**Text provided:**
----------
Africa Said Most at Risk to Ill-Regulated Toxics

Typography
Africa is especially vulnerable to a growing and ill-regulated trade in hazardous waste, experts said on Thursday after a toxic dumping scandal in Ivory Coast killed three people and forced the government to quit.

OSLO — Africa is especially vulnerable to a growing and ill-regulated trade in hazardous waste, experts said on Thursday after a toxic dumping scandal in Ivory Coast killed three people and forced the government to quit.


Poor political oversight, lack of domestic laws to restrict dumping and companies seeking to avoid clean-up costs all make Africa at risk from dumping of wastes ranging from pesticides to industrial chemicals, environmentalists say.


"Africa is generally considered the most vulnerable of the continents," said Michael Williams, spokesman for the U.N. Environment Programme (UNEP).
----------
**Check your understanding:**
1. Please switch "hazardous waste" to "toxic waste" as you restate the hazardous waste article from "Africa Said Most" to "chemicals, environmentalists say.".
2. In the hazardous waste article, who is the spokesman for the U.N. Environment Programme?
3. Write the next few paragraphs of the hazardous waste article, picking up after its final sentence.

**Recorded data:**
----------
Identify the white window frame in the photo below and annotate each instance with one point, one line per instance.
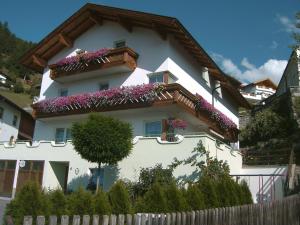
----------
**Answers by task:**
1.
Africa Said Most at Risk to Ill-Regulated Toxics

Typography
Africa is especially vulnerable to a growing and ill-regulated trade in toxic waste, experts said on Thursday after a toxic dumping scandal in Ivory Coast killed three people and forced the government to quit.

OSLO — Africa is especially vulnerable to a growing and ill-regulated trade in toxic waste, experts said on Thursday after a toxic dumping scandal in Ivory Coast killed three people and forced the government to quit.


Poor political oversight, lack of domestic laws to restrict dumping and companies seeking to avoid clean-up costs all make Africa at risk from dumping of wastes ranging from pesticides to industrial chemicals, environmentalists say.

2. Michael Williams

3.
"There are any number of cases in Africa where ships dump their cargoes or leave their entire ship and let it rot," he said. He said the United Nations lacked statistics on the numbers of people killed or made sick by waste.


In Ivory Coast, waste from a Panamanian-registered ship, the Probo Koala, that was dumped around the lagoon-side city of Abidjan last month has killed three and made hundreds ill.


Prime Minister Charles Konan Banny offered the resignation of his cabinet to President Laurent Gbagbo late on Wednesday. Gbagbo asked Banny to form a new cabinet on Thursday.


Countries that report to the Basel Convention, which monitors hazardous waste, produced around 108 million tonnes of the wastes in 2001, according to U.N. statistics. Uzbekistan was top with 26 percent of the total.


RISING SHIPMENTS


"The amount of waste on the move is increasing rapidly," a U.N. report said, estimating that "between 1993 and 2001 the amount of waste criss-crossing the globe increased from 2 million tonnes to more than 8.5 million tonnes."


But it said that not all countries reported shipments.


Dutch-based Trafigura Beheer BV, one of the world's leading commodity traders, said it had chartered the Probo Koala and that the material was a "mixture of gasoline, water and caustic washings" after the unloading of a cargo of gasoline in Nigeria.


It said the slops were handed over to a certified local waste disposal company, Tommy, along with a written request for safe disposal.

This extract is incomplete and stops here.